• The task:
Extract, word for word, the lines of the entries below, starting at the line that contains "of the galvanized" and ending at the line that contains "pixel 406 379", with both of those lines included.

Location labeling records

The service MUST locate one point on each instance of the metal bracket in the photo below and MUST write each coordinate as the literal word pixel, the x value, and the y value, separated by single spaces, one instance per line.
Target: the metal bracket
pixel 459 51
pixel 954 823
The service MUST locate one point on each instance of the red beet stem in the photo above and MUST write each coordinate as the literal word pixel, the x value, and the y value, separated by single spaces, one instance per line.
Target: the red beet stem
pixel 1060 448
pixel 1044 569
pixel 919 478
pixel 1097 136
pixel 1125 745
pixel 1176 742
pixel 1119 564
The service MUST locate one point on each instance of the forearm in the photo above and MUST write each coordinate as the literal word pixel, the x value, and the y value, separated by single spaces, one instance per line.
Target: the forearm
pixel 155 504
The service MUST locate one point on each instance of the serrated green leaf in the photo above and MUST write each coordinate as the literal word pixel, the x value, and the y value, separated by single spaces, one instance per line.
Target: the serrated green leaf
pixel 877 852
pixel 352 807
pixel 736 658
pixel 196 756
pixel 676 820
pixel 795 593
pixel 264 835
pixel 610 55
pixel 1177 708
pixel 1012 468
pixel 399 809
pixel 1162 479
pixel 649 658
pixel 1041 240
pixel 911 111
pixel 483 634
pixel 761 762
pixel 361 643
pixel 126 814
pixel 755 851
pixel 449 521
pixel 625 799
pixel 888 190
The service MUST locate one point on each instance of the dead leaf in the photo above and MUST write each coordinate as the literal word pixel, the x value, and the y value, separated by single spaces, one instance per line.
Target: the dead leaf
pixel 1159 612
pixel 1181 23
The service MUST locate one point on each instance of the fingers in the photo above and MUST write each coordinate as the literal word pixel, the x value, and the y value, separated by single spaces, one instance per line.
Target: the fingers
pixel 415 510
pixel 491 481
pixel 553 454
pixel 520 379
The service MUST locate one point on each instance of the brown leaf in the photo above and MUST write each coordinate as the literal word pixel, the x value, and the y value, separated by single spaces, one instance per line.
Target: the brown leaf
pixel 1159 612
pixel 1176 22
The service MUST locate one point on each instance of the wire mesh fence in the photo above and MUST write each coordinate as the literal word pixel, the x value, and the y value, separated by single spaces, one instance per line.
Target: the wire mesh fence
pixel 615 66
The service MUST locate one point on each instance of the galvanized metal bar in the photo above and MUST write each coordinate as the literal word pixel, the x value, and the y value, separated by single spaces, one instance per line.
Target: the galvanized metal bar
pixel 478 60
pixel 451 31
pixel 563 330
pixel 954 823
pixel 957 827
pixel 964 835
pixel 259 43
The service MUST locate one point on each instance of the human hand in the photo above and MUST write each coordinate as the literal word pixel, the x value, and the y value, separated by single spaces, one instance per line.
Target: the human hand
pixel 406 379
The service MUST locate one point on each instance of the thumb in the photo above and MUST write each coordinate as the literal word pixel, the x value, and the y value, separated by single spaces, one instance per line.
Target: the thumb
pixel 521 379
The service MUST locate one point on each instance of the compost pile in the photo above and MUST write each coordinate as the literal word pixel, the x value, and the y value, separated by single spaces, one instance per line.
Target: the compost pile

• Solution for this exercise:
The service MUST locate one point on each instance of the galvanized metal bar in the photo above and MUST write each coordinate as the literal word pixel, the x value, and the y value, separated by single spaces, one instance per line.
Target: the galvanized metal bar
pixel 478 60
pixel 451 31
pixel 563 330
pixel 954 823
pixel 957 827
pixel 964 835
pixel 259 43
The service MUST locate one point on each instance of the human hand in the photo above and MUST write each coordinate as the literal word pixel, the x value, and the y value, separated by single spaces, one instance per line.
Target: the human hand
pixel 406 379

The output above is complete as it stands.